*Records from a pointing dataset*.

»»

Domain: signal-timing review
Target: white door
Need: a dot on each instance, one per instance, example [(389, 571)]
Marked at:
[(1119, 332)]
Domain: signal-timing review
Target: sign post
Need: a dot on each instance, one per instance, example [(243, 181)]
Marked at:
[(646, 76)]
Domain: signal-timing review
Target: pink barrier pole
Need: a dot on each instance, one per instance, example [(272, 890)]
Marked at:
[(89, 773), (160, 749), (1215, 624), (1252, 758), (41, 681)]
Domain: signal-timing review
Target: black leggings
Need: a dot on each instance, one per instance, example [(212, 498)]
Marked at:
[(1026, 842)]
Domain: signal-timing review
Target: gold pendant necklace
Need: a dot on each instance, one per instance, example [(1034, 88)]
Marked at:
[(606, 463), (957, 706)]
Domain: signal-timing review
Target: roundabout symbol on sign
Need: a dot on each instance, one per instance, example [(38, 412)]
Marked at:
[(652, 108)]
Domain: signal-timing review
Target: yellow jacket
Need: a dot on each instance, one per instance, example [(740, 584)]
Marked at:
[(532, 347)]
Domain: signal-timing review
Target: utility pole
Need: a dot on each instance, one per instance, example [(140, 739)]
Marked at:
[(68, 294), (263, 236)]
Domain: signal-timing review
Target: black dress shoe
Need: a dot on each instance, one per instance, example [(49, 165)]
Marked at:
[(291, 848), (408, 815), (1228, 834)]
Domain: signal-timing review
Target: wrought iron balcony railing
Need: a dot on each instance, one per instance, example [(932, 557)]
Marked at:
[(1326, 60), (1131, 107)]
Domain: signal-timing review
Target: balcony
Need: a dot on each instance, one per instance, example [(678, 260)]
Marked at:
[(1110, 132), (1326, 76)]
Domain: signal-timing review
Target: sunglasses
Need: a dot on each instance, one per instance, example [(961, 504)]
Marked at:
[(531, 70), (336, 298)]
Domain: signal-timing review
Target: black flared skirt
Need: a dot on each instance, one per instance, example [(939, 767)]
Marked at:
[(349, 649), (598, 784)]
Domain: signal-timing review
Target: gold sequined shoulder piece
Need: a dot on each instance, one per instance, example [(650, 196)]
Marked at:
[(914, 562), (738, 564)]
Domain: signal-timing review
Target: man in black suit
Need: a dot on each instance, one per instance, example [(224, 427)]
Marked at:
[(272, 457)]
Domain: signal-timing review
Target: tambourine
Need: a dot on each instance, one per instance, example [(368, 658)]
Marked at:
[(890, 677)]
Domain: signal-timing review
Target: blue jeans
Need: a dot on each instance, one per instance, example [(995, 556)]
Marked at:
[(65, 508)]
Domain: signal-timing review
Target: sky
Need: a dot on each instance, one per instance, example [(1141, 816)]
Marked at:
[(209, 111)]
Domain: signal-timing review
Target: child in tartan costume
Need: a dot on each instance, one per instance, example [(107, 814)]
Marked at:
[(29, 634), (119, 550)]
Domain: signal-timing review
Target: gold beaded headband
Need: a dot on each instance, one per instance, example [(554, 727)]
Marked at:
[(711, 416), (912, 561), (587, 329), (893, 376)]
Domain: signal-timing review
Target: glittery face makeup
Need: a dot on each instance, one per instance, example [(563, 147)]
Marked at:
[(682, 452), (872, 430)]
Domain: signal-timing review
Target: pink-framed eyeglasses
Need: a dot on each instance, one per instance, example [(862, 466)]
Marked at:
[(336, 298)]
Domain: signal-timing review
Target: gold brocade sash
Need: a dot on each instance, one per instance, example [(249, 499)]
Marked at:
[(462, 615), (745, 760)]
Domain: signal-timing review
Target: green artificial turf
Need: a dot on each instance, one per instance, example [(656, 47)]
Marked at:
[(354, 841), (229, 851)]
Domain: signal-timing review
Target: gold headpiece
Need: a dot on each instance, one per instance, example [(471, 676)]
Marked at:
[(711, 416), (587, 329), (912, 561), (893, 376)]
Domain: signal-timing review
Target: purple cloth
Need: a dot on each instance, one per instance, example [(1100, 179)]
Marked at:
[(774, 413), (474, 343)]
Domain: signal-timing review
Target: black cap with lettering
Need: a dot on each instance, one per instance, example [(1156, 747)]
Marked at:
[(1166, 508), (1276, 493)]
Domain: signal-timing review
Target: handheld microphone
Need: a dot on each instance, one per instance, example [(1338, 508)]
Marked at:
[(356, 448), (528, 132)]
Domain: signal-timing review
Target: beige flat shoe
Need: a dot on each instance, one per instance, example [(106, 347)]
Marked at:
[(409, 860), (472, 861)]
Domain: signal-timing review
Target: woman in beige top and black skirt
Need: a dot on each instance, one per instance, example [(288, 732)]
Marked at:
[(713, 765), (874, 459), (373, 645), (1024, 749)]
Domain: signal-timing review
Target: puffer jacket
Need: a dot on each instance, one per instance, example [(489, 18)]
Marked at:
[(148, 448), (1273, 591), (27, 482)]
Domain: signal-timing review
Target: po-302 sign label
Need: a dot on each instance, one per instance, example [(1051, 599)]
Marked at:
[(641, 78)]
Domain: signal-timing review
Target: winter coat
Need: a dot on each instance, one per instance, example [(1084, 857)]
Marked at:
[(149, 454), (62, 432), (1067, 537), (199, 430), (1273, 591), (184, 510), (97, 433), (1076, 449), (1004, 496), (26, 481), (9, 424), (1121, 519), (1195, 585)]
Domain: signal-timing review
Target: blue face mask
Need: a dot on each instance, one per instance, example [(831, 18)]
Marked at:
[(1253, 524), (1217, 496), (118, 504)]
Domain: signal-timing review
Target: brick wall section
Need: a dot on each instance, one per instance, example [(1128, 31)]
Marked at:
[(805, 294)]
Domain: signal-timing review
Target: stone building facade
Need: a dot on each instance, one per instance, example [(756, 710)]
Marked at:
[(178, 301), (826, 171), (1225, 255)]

««

*Problem description*. Arrange the lines from the beginning of the records through the line containing "[(291, 848), (408, 815), (1228, 834)]", inclusive, as a numbered list, leaving out any blank lines.

*Result*.
1. Domain: signal-timing review
2. Target: white door
3. Need: a dot on each instance, one per instance, example [(389, 571)]
4. Marked at:
5. [(1119, 332)]
6. Domain: signal-timing review
7. Target: sign post
8. Need: a dot on each instance, one per instance, example [(243, 181)]
9. Marked at:
10. [(646, 76)]
11. Domain: signal-timing review
12. Target: pink barrier pole
13. Need: a dot on each instance, one per instance, example [(272, 890)]
14. Marked at:
15. [(89, 773), (160, 749), (1215, 624), (1252, 758), (41, 681)]
16. Domain: signal-timing review
17. Target: black leggings
18. Need: a dot on each instance, one per instance, example [(212, 498)]
19. Marked at:
20. [(1026, 842)]
21. Domain: signal-timing review
22. Target: gold pendant necklace
23. Need: a dot on each instance, one per instance, example [(1034, 88)]
24. Marked at:
25. [(606, 463), (957, 706)]
26. Domain: signal-timing review
27. Target: roundabout symbol on sign
28. Need: a dot on each instance, one per instance, example [(38, 412)]
29. Marked at:
30. [(652, 108)]
31. Domain: signal-timing review
32. Target: yellow jacket
33. Need: a dot on each instance, one per instance, example [(740, 584)]
34. Marked at:
35. [(532, 347)]
36. Domain: signal-timing review
37. Target: utility pole
38. Need: a dot on each instance, one per instance, example [(140, 739)]
39. Marked at:
40. [(68, 294), (263, 236)]
41. Domain: signal-timing review
42. Target: black dress shoe
43. Need: a dot on each instance, one per instance, example [(49, 165)]
44. Marked at:
45. [(291, 848), (408, 815), (1228, 834)]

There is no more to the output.